> _EXERCISE GOAL_: Search the records for the word "logo" and report each line that has it.

> _MATERIAL FOR THIS EXERCISE_:
□ □ □ □ □ □ □

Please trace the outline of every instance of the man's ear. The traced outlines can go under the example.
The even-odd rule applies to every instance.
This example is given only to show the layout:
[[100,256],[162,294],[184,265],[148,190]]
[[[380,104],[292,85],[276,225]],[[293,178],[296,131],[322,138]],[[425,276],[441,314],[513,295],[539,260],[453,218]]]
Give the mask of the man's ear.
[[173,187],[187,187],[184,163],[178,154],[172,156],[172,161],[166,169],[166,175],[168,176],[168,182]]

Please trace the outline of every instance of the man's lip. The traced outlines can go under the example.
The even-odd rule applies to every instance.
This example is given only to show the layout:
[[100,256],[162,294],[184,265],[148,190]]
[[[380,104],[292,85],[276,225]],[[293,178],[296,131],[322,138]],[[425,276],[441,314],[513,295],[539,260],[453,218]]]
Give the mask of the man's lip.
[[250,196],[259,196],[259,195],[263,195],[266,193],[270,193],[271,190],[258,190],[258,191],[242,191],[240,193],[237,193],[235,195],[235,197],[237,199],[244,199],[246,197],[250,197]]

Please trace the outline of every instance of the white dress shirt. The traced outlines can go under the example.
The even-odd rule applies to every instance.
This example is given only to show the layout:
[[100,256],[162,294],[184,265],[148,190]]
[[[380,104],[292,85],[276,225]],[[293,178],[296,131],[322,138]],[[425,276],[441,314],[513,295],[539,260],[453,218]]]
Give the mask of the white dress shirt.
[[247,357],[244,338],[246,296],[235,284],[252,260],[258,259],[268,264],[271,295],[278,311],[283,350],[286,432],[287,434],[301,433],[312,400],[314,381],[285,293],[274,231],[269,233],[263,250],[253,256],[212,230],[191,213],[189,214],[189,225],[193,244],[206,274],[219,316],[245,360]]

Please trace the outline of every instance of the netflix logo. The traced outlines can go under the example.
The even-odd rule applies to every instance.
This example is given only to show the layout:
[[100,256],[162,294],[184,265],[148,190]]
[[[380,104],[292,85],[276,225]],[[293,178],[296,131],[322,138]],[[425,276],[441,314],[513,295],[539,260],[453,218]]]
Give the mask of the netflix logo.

□ □ □ □ □ □ □

> _COMPLETED TASK_:
Please trace the outline of every instance of the netflix logo. The traced outlines can go under the example.
Give the mask of the netflix logo.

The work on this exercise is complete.